At the line containing "the yellow sock", begin repeating lines exactly, and stop only after the final line of the records below.

━━━

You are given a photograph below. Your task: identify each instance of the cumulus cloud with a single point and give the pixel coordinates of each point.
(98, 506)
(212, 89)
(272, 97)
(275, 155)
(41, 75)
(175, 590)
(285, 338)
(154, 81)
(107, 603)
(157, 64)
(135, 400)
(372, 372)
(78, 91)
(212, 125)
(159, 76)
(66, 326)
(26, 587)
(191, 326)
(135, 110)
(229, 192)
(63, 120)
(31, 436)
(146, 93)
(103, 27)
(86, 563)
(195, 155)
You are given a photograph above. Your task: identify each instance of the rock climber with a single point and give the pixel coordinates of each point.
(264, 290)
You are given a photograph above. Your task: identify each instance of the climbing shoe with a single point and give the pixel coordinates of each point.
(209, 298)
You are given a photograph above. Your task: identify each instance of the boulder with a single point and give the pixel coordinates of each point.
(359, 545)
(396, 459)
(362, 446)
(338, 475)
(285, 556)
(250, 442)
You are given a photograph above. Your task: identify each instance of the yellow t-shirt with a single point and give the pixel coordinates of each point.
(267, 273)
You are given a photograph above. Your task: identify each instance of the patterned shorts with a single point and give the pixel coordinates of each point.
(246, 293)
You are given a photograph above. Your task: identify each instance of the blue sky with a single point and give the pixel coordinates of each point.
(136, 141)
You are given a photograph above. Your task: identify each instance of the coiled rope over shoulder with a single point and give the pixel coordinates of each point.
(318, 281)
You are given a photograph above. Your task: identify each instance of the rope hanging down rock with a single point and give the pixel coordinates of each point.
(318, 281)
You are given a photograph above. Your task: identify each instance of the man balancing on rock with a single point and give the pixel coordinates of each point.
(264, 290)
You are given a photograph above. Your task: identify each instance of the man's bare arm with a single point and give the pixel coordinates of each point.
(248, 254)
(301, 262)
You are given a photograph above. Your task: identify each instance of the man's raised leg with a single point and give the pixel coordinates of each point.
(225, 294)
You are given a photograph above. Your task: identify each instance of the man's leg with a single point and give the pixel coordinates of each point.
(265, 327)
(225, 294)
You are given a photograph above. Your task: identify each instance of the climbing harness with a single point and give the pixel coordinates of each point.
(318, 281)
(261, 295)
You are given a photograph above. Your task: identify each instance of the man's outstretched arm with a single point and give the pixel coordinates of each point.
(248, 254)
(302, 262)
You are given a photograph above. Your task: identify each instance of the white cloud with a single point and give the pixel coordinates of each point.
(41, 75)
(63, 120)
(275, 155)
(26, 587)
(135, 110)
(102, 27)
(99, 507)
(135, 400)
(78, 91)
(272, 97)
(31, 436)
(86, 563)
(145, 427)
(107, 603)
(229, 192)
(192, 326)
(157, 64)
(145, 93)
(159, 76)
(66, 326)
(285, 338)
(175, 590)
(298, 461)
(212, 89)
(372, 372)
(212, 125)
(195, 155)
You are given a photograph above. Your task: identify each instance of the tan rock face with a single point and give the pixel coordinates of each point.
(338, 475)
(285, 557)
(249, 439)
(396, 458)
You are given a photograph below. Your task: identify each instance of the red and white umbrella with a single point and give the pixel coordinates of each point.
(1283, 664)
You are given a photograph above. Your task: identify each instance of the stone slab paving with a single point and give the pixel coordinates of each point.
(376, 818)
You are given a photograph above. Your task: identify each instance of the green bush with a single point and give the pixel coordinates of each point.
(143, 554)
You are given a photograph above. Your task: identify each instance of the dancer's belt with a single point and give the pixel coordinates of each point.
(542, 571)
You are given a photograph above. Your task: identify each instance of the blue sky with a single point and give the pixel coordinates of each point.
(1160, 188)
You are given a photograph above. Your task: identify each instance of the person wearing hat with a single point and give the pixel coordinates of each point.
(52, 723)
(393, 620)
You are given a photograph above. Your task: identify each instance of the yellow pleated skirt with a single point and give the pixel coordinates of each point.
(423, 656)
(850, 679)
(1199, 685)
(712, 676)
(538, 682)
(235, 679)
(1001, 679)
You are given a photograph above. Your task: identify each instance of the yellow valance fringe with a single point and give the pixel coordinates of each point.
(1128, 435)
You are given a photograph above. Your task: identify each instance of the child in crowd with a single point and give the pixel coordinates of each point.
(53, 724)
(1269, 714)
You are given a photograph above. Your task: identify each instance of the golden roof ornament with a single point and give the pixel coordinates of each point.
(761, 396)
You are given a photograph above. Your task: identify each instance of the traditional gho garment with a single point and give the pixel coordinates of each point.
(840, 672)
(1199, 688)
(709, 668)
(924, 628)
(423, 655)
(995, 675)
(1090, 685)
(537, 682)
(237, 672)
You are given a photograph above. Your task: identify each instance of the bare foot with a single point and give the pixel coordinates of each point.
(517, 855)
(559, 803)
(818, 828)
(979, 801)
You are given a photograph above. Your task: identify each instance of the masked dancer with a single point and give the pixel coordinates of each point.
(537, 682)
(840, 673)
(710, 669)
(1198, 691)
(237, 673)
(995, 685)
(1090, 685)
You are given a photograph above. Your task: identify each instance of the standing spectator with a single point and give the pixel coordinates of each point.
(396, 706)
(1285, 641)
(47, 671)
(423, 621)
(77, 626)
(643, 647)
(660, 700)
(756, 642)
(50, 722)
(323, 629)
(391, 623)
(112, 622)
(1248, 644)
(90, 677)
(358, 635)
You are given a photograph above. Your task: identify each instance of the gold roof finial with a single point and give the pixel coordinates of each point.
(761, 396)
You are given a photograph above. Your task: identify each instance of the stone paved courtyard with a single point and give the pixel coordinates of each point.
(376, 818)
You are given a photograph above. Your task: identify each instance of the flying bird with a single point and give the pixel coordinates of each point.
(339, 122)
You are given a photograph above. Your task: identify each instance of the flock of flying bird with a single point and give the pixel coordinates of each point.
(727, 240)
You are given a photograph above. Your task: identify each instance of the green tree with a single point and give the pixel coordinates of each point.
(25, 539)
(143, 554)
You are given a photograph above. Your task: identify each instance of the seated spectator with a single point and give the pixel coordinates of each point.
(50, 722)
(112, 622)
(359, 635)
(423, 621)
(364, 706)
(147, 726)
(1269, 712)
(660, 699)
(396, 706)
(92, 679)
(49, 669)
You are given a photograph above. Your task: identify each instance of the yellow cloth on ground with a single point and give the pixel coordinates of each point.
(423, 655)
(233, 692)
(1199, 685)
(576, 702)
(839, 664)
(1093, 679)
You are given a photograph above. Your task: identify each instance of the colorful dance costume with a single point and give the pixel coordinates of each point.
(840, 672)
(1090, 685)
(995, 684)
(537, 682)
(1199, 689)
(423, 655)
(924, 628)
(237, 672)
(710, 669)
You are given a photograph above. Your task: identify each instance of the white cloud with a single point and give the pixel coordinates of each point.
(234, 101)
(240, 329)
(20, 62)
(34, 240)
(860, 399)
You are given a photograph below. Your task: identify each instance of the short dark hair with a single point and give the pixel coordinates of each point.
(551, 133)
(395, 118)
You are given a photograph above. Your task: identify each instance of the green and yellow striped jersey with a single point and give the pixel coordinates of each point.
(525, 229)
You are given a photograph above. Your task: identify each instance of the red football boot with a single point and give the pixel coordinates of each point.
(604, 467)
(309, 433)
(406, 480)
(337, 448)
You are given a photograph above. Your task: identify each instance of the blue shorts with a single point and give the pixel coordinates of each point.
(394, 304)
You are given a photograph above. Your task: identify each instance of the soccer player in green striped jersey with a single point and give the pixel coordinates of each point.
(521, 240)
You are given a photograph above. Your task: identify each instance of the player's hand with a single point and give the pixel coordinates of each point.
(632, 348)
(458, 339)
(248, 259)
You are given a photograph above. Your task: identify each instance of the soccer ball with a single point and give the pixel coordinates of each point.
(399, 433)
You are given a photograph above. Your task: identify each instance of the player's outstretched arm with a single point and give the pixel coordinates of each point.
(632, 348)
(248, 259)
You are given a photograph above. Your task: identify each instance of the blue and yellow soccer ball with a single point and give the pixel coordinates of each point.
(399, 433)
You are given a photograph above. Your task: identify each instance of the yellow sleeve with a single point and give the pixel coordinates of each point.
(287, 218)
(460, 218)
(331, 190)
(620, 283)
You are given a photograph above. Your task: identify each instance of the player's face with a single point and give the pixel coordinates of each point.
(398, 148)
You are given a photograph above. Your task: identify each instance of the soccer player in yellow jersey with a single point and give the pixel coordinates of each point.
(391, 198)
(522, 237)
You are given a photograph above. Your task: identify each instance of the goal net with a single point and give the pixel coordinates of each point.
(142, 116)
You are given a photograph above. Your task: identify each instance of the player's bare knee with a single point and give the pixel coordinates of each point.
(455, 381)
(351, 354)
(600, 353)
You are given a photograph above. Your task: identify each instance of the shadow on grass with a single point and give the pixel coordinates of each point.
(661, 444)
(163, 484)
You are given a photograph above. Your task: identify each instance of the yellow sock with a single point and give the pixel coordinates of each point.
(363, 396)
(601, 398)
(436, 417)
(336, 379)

━━━

**Exercise answer**
You are given a photograph above. Your task: identify each instance of the yellow sock with a single point and give the pixel coordinates of each point.
(363, 396)
(601, 398)
(436, 417)
(336, 379)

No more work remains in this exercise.